### WHAT THIS TASK INVOLVES:
Can you give these lines again with every "rough mask" switched to "coarse mask", everything else unchanged and the pictures left out?

### SUPPLIED INFORMATION:
# # # # #

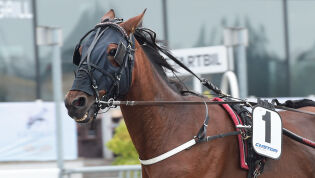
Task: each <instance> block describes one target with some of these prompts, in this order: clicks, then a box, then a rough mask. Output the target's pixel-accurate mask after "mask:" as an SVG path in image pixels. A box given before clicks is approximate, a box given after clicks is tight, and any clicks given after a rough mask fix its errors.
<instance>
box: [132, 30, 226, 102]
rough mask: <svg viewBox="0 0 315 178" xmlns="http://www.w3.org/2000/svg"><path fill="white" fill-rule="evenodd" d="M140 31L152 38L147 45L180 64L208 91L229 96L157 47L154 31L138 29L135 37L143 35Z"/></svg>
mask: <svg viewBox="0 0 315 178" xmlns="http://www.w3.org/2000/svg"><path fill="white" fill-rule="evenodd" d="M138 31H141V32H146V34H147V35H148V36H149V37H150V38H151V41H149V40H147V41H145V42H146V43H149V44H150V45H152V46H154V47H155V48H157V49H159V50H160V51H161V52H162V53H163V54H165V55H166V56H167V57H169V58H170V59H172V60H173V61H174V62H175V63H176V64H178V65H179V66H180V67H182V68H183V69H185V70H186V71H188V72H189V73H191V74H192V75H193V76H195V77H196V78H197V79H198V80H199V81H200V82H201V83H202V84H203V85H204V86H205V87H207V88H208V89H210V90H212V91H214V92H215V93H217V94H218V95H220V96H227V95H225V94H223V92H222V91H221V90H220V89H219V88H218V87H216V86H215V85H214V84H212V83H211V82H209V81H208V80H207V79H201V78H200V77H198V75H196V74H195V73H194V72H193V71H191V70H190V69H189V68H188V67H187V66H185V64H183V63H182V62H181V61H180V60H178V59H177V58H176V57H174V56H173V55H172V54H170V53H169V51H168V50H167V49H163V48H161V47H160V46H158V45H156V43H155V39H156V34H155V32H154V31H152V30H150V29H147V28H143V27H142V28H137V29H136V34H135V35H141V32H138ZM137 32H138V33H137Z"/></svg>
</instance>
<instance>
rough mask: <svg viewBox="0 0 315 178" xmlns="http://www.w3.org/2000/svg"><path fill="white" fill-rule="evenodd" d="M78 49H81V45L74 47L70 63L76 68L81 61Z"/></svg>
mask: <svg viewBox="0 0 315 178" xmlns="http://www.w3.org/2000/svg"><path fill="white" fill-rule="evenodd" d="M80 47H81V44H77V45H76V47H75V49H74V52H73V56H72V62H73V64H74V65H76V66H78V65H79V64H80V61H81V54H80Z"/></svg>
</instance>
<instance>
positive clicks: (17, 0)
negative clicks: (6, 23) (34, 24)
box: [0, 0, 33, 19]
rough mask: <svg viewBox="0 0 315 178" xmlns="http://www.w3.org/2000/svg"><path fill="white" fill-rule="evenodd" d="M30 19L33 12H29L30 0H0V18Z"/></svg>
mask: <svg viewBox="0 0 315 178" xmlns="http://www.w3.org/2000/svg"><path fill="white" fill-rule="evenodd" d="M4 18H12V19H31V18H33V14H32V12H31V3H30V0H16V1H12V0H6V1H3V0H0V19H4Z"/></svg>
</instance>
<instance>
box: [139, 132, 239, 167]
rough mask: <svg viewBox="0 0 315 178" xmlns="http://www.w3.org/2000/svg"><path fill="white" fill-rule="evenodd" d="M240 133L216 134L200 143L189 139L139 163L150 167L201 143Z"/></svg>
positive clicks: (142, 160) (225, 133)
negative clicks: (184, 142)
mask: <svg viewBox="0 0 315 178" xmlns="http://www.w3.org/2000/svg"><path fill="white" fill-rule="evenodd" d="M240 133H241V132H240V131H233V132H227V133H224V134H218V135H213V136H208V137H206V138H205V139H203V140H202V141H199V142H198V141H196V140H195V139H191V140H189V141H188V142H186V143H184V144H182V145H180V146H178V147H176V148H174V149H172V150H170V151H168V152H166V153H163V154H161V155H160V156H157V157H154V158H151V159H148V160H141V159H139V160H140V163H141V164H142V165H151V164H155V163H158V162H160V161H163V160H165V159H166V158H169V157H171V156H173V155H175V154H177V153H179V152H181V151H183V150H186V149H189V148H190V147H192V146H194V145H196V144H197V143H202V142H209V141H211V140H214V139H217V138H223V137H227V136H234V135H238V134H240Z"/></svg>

# # # # #

### EXERCISE ANSWER:
Task: each <instance> block describes one target with some of these prompts, in this order: clicks, then a box, then a coarse mask. Output the target's pixel-accurate mask after "mask:" as an SVG path in image pixels. A box given before clicks is approximate, a box given after clicks is tight, and any clicks given after a coarse mask fix its errors.
<instance>
box: [132, 30, 226, 102]
coarse mask: <svg viewBox="0 0 315 178" xmlns="http://www.w3.org/2000/svg"><path fill="white" fill-rule="evenodd" d="M140 31L152 38L147 45L180 64L208 91L229 96L157 47L154 31L138 29L135 37L143 35Z"/></svg>
mask: <svg viewBox="0 0 315 178" xmlns="http://www.w3.org/2000/svg"><path fill="white" fill-rule="evenodd" d="M138 31H141V32H146V34H147V35H148V36H149V37H150V38H151V41H149V40H147V41H145V42H146V43H149V44H150V45H152V46H154V47H155V48H157V49H159V50H160V51H161V52H162V53H163V54H165V55H166V56H167V57H169V58H170V59H172V60H173V61H174V62H175V63H176V64H178V65H179V66H180V67H182V68H183V69H185V70H186V71H188V72H189V73H191V74H192V75H193V76H195V77H196V78H197V79H198V80H199V81H200V82H201V83H202V84H203V85H204V86H205V87H207V88H208V89H210V90H212V91H214V92H215V93H217V94H218V95H220V96H227V95H225V94H223V92H222V91H221V90H220V89H219V88H218V87H216V86H215V85H214V84H212V83H211V82H209V81H208V80H207V79H201V78H200V77H198V75H196V74H195V73H194V72H193V71H191V70H190V69H189V68H188V67H187V66H185V64H183V63H182V62H181V61H180V60H178V59H177V58H176V57H174V56H173V55H172V54H170V53H169V51H168V50H167V49H163V48H161V47H160V46H158V45H156V43H155V39H156V34H155V32H154V31H152V30H150V29H147V28H143V27H142V28H137V29H136V34H135V35H141V32H138ZM137 32H138V33H137Z"/></svg>
</instance>
<instance>
coarse mask: <svg viewBox="0 0 315 178" xmlns="http://www.w3.org/2000/svg"><path fill="white" fill-rule="evenodd" d="M78 49H81V45L74 47L70 63L76 68L81 61Z"/></svg>
mask: <svg viewBox="0 0 315 178" xmlns="http://www.w3.org/2000/svg"><path fill="white" fill-rule="evenodd" d="M80 47H81V44H77V45H76V47H75V49H74V52H73V56H72V62H73V64H74V65H76V66H78V65H79V64H80V61H81V54H80Z"/></svg>
</instance>
<instance>
positive clicks: (17, 0)
negative clicks: (6, 23) (34, 24)
box: [0, 0, 33, 19]
coarse mask: <svg viewBox="0 0 315 178" xmlns="http://www.w3.org/2000/svg"><path fill="white" fill-rule="evenodd" d="M30 19L33 12H29L30 0H0V18Z"/></svg>
mask: <svg viewBox="0 0 315 178" xmlns="http://www.w3.org/2000/svg"><path fill="white" fill-rule="evenodd" d="M4 18H12V19H31V18H33V14H32V12H31V3H30V0H16V1H12V0H6V1H3V0H0V19H4Z"/></svg>
</instance>
<instance>
box: [139, 132, 239, 167]
coarse mask: <svg viewBox="0 0 315 178" xmlns="http://www.w3.org/2000/svg"><path fill="white" fill-rule="evenodd" d="M240 133L216 134L200 143L189 139L139 163L150 167L201 143Z"/></svg>
positive clicks: (142, 160) (225, 133)
negative clicks: (184, 142)
mask: <svg viewBox="0 0 315 178" xmlns="http://www.w3.org/2000/svg"><path fill="white" fill-rule="evenodd" d="M240 133H241V132H240V131H233V132H227V133H224V134H218V135H213V136H208V137H206V138H205V139H203V140H202V141H199V142H198V141H196V140H195V139H191V140H189V141H188V142H186V143H184V144H182V145H180V146H178V147H176V148H174V149H172V150H170V151H168V152H166V153H163V154H161V155H160V156H157V157H154V158H151V159H148V160H141V159H139V160H140V163H141V164H142V165H151V164H155V163H158V162H160V161H163V160H165V159H166V158H169V157H171V156H173V155H175V154H177V153H179V152H181V151H183V150H186V149H189V148H190V147H192V146H194V145H196V144H197V143H202V142H209V141H211V140H214V139H217V138H223V137H227V136H234V135H238V134H240Z"/></svg>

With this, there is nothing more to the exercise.